▸ **Written request 1**
Render the records from the line with "Ground the green lawn." up to and including the line with "[174,330,248,356]" as a two-column CSV with the columns "label" and "boxes". Give one row per request, with the request text and its answer each in a single quoted field and any line breaks turned into spaces.

▸ **Text segment**
Evaluation of the BGCT Christian Life Commission's
Abortion and the Christian Life, 1994 revision

by Wm. Robert Johnston
last modified 24 December 2002

In 1992 the Christian Life Commission (CLC) of the BGCT released a pamphlet entitled "Abortion and the Christian Life." Harsh criticism of the CLC resulted; in the course of ensuing debate the CLC revised the paper and released a modified version in 1994. The revised version remains controversial among Texas Baptists. The following analysis will first review positive aspects of the paper and then examine negative aspects. Each review is followed by relevant citations from the 1994 revision indicating the source of citations by section and paragraph number (i.e. "An Ethic iv"). The last section sequentially lists major differences between the 1992 (old) and 1994 (new) versions.

In 1998 the pamphlet was rereleased, with minor textual changes from the 1994 version.

I. Summary of Points of Agreement with the CLC Position Paper

The CLC does not adopt a pro-choice position. The central tenant of the pro-choice position is that abortion on demand should be the societal norm: that access to abortion should be unlimited--including no limits on the reason for an abortion and no constraints on the availability of abortion. The CLC, on the other hand, condemns abortion as a means of birth control. Such abortions represent the vast majority of abortions occurring in the United States. The CLC also speaks of the "reverence of life" that is taught by the Bible and that should be held to by Christians.

▸ **Dataset records**
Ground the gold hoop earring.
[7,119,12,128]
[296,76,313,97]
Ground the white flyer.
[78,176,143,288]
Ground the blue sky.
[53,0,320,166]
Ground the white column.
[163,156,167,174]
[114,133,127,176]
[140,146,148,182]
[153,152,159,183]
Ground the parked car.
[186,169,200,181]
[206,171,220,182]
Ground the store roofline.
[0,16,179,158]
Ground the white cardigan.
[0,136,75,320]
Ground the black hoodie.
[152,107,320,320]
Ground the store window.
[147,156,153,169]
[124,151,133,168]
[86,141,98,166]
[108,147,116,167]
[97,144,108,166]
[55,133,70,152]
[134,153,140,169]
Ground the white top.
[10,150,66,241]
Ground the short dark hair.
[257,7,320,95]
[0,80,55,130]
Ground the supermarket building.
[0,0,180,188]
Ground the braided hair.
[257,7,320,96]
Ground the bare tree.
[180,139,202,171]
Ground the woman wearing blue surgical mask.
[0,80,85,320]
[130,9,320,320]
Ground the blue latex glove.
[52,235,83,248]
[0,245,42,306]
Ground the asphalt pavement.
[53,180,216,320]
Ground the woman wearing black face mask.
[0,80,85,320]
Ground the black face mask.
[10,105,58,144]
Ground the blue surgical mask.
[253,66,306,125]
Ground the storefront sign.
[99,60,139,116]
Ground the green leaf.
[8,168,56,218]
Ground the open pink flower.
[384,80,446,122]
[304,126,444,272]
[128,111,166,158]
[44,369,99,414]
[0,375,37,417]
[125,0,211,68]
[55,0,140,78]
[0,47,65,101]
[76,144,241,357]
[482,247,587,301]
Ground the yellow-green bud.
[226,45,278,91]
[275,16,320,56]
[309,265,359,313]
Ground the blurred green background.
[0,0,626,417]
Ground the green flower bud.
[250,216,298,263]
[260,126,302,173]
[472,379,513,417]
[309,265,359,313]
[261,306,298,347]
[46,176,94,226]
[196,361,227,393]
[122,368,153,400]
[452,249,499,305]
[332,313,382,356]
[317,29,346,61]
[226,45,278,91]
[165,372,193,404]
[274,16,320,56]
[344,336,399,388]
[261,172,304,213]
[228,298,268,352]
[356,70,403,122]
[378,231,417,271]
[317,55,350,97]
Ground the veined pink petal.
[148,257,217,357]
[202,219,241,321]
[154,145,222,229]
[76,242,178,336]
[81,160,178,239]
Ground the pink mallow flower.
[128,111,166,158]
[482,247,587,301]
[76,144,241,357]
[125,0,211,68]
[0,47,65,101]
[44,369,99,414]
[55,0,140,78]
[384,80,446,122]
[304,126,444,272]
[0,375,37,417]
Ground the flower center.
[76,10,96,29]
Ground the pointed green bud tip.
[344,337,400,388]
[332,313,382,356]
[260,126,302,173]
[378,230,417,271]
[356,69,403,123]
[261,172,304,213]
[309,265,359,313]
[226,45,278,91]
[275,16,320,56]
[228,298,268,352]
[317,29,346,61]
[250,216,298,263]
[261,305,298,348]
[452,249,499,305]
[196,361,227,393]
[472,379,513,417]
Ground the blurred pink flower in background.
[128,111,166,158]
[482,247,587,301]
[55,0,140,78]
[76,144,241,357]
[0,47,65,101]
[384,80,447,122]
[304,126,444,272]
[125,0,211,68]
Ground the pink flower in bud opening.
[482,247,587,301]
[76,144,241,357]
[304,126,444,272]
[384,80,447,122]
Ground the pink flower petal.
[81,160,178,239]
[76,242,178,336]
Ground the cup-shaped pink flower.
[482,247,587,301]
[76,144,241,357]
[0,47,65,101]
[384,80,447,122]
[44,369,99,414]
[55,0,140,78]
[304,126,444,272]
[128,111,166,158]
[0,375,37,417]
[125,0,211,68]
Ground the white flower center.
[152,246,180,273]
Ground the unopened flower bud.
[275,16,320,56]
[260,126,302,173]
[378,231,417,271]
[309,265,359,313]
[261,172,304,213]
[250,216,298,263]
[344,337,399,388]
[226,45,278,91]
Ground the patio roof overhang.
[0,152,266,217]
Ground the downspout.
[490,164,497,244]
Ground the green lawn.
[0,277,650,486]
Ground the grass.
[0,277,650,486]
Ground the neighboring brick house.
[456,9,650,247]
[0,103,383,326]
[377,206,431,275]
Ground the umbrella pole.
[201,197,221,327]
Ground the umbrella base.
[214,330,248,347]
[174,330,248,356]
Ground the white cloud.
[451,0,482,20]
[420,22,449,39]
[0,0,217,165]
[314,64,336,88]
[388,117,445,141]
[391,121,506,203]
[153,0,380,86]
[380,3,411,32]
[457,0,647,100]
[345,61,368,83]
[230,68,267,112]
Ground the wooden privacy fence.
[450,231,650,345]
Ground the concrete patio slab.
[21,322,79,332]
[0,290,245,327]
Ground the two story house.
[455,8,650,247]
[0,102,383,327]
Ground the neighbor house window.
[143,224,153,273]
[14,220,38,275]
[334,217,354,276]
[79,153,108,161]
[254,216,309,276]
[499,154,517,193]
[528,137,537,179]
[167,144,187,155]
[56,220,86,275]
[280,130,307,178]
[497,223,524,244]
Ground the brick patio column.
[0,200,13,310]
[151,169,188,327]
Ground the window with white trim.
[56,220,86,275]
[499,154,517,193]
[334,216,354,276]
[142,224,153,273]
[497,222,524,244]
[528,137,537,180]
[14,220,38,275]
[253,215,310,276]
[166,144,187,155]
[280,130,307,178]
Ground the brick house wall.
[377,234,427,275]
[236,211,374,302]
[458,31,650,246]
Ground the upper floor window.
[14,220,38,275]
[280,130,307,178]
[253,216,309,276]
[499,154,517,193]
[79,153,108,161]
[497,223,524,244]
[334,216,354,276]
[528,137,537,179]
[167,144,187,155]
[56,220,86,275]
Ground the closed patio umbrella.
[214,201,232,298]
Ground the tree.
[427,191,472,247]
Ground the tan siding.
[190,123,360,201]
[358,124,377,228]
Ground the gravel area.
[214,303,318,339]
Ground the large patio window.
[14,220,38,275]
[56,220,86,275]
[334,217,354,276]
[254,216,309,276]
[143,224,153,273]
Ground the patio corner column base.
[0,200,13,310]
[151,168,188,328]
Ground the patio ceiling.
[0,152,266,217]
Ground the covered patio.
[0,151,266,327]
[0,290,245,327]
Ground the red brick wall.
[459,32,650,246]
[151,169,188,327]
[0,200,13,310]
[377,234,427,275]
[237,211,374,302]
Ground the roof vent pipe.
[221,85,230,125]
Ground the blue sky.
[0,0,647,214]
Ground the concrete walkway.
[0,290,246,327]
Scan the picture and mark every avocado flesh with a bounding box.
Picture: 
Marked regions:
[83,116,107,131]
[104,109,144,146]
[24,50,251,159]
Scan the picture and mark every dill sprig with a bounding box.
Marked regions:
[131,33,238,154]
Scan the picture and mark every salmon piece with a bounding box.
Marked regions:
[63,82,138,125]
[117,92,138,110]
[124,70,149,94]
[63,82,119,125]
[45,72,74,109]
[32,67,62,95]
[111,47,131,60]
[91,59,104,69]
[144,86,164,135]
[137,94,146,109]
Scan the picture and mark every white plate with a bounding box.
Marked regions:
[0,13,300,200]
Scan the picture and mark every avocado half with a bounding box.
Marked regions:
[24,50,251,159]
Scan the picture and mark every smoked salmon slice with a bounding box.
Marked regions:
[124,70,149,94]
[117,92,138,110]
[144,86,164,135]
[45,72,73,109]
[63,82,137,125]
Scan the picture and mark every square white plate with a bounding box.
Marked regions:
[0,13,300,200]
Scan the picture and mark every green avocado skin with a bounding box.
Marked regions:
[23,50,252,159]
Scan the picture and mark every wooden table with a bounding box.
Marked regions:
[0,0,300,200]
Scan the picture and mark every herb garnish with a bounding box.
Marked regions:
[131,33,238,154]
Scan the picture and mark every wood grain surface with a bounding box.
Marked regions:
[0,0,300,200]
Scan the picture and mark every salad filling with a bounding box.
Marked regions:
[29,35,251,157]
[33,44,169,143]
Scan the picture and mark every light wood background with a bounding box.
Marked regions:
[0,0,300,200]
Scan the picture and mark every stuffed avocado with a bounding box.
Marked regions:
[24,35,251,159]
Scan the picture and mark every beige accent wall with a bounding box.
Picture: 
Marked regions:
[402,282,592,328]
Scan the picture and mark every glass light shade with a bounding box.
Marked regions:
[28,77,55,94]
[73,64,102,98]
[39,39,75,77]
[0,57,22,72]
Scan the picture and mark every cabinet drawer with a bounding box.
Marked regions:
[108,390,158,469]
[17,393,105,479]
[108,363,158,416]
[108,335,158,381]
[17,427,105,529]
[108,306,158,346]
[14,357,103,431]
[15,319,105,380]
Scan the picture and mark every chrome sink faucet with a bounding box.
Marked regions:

▸ **Written request 2**
In the evaluation of the abortion paper, rewrite the passage from "In 1992 the" up to and including "1994 (new) versions.", changing "pamphlet" to "booklet".

▸ **Full response 1**
label,boxes
"Ground the green lawn.","[0,277,650,486]"
"Ground the grass.","[0,277,650,486]"
"Ground the neighboring brick house.","[456,9,650,247] [0,103,383,326] [377,206,431,275]"
"Ground the umbrella pole.","[201,197,221,327]"
"Ground the umbrella base.","[214,330,248,347] [174,330,248,356]"

▸ **Full response 2**
In 1992 the Christian Life Commission (CLC) of the BGCT released a booklet entitled "Abortion and the Christian Life." Harsh criticism of the CLC resulted; in the course of ensuing debate the CLC revised the paper and released a modified version in 1994. The revised version remains controversial among Texas Baptists. The following analysis will first review positive aspects of the paper and then examine negative aspects. Each review is followed by relevant citations from the 1994 revision indicating the source of citations by section and paragraph number (i.e. "An Ethic iv"). The last section sequentially lists major differences between the 1992 (old) and 1994 (new) versions.